-- Source information follows --
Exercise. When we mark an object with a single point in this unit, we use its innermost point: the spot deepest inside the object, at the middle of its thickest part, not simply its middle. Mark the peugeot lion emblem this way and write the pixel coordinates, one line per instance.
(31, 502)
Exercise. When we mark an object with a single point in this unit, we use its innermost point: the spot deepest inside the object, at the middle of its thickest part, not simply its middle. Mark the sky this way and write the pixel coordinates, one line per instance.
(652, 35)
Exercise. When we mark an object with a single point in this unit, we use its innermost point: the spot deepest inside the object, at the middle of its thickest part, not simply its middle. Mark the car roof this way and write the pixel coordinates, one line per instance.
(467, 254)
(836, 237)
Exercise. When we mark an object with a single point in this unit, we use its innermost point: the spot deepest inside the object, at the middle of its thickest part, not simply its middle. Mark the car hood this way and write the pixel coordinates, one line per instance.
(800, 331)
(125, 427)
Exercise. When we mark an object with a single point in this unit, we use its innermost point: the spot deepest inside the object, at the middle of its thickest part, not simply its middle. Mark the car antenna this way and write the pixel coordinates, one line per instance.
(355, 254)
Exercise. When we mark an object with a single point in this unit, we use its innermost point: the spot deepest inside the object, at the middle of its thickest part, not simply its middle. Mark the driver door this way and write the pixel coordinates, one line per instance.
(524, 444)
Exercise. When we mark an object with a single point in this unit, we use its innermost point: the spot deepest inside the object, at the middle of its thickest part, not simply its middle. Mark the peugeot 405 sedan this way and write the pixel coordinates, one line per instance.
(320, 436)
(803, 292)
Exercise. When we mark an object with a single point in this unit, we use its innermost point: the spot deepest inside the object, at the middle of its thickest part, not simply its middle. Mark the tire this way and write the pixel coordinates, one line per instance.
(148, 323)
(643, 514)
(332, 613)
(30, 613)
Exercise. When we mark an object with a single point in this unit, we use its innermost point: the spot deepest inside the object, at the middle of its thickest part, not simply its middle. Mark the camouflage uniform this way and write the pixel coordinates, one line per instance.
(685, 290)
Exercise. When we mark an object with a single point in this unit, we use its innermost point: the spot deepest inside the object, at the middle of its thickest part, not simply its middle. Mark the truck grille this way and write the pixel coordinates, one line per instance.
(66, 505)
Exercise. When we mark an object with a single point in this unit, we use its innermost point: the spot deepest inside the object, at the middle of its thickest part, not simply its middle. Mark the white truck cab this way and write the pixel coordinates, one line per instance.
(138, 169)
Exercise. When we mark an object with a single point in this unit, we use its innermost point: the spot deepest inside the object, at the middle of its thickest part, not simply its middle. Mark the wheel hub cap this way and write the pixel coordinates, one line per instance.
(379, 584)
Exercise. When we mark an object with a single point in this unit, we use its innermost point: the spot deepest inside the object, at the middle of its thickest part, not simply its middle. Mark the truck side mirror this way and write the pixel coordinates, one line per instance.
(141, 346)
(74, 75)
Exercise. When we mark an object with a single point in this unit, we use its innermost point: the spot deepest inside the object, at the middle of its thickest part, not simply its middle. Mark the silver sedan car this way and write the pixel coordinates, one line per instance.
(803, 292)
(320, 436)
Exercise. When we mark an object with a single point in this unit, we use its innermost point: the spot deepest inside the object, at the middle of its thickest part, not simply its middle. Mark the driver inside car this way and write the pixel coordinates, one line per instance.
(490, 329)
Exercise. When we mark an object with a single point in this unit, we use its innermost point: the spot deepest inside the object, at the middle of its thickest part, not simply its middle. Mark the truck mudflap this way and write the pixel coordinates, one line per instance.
-- Source information concluded --
> _Your task_: Would you reproduce the material above in full, exactly as given?

> _Answer space_:
Exercise. When we mark an object with a single point in this unit, we use its innermost point: the spot deepest inside the object, at the middle of its thickest part, not simply its middle. Mark the peugeot lion emblem this way and write the pixel coordinates, one line per instance.
(31, 502)
Exercise. When we mark an object with a single point in this unit, we use its innermost point: the spot deepest inside the object, at the middle of its thickest part, not simply its middle. Mark the sky this way and write the pixel coordinates, one line per instance.
(652, 35)
Exercise. When we mark an object with a single point in this unit, we use its innermost point: the spot deepest inside the object, at the middle of its thickest part, not simply its middle. Mark the car roof this way and write the pixel coordinates, one line per instance.
(467, 254)
(836, 237)
Exercise. When we mark an object with a single point in this unit, we use its innermost point: the spot deepest inside the object, at the middle of its thickest part, not simply its middle. Mark the car hood this way and write the pixel coordinates, one line per instance.
(800, 331)
(125, 427)
Exercise. When we mark an object with a single point in this unit, we use its innermost point: the spot deepest inside the object, at the middle of its thickest part, not simply its middle. Mark the car antenna this way and write the pixel coordinates, one line per instance.
(355, 254)
Exercise. When we mark an object with a single point in this unit, we use its innermost point: the spot deepest inside the object, at the middle of its thickest part, not simply its middle. Mark the driver door this way and write the pixel coordinates, one line per instance.
(524, 444)
Exercise. When we mark an object with a single point in this unit, we use its innermost point: the spot deepest inside the object, at the middle of its thickest part, not simply its middle. Mark the peugeot 405 sedan this way and write the pixel coordinates, one line per instance.
(320, 436)
(803, 292)
Exercise. When we mark an object with a single point in this unit, we use its innermost point: the spot deepest inside the object, at the middle of its thickest part, not simply its middle. Mark the tire this way and write the pixel coordinates, one line per instance.
(148, 323)
(643, 514)
(332, 613)
(30, 613)
Exercise. When we mark an object with a single point in this unit, we use its innermost point: the spot deepest inside the object, at the middle of its thickest part, not simply its middle. Mark the camouflage uniform this way and write the pixel coordinates, one line per instance.
(685, 290)
Exercise. When we mark an object with a single point in this unit, we use its innermost point: the spot deepest inside the object, at the middle of its thickest part, not simply its middle. Mark the truck grille this way and write the pixel coordinates, one line per instance.
(66, 505)
Exercise. When we mark an object with a single point in this unit, we use its innermost point: the spot deepest inside the object, at the middle of its thickest part, not simply its middle. Mark the white truck cab this way and write the pixel coordinates, one line per instance.
(138, 169)
Exercise. When we mark an object with a single point in this unit, we use its innermost point: the spot deepest inside the object, at the middle of its thickest part, not simply its middle. Mark the wheel hub cap this way and write the pixel coordinates, one line per instance.
(379, 584)
Exercise. When we mark an object with a single point in this unit, we use its innermost point: the spot deepest inside the object, at the middle of its thickest part, not simply its middle. Mark the truck side mirror this way and write the pixel coordinates, one line per instance.
(141, 346)
(74, 75)
Exercise. When we mark an object with a single point in this unit, we use its innermost point: the spot deepest inside the object, at the middle of its thickest part, not simply its middle. Mark the silver sedan car this way and write the pixel coordinates, one line per instance.
(803, 292)
(320, 436)
Exercise. When we mark an object with a single point in this unit, we use its innermost point: the spot deepest inside the object, at the middle of its thickest part, not simply its middle. Mark the driver inside car this way and write the pixel coordinates, one line per instance.
(490, 329)
Exercise. When we mark an object with a single point in this unit, we use its innermost point: the spot deepest inside the object, at the middle of its thickest part, not simply its middle. Mark the truck mudflap this way and write the pixel coordinates, one line per instance.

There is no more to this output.